── The records ──

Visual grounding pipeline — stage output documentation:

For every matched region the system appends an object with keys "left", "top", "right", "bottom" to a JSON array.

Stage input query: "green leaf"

───
── The records ──

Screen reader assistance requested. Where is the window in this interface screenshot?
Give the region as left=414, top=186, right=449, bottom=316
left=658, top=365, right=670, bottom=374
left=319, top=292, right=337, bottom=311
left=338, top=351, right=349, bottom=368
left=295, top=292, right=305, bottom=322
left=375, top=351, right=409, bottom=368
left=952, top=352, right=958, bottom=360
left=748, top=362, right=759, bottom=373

───
── The records ──

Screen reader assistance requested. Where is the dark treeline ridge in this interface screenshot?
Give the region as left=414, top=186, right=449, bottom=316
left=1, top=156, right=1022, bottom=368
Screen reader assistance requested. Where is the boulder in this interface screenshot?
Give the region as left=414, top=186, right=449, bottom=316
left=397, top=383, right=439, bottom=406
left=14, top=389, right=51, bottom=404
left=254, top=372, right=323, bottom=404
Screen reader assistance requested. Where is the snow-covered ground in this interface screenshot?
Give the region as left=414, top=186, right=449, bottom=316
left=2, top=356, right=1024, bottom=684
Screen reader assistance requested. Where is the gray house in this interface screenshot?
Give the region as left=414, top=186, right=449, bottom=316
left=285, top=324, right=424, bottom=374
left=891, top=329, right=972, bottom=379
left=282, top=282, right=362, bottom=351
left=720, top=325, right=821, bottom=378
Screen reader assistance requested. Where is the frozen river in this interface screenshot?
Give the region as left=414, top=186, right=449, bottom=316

───

Scan the material above for lines holding the string "screenshot" and copy those lines.

[Response below]
Screen reader assistance requested. Where is the window in this interface screenshot?
Screen reader assistance requested. Where is the dark treeline ridge in this interface screenshot?
Screen reader assistance requested. Where is the boulder in this interface screenshot?
Screen reader assistance requested. Where is the snow-covered ground in this interface screenshot?
Screen reader assistance requested. Where is the gray house in this interface screenshot?
Screen reader assistance requested. Where is the frozen river in this interface screenshot?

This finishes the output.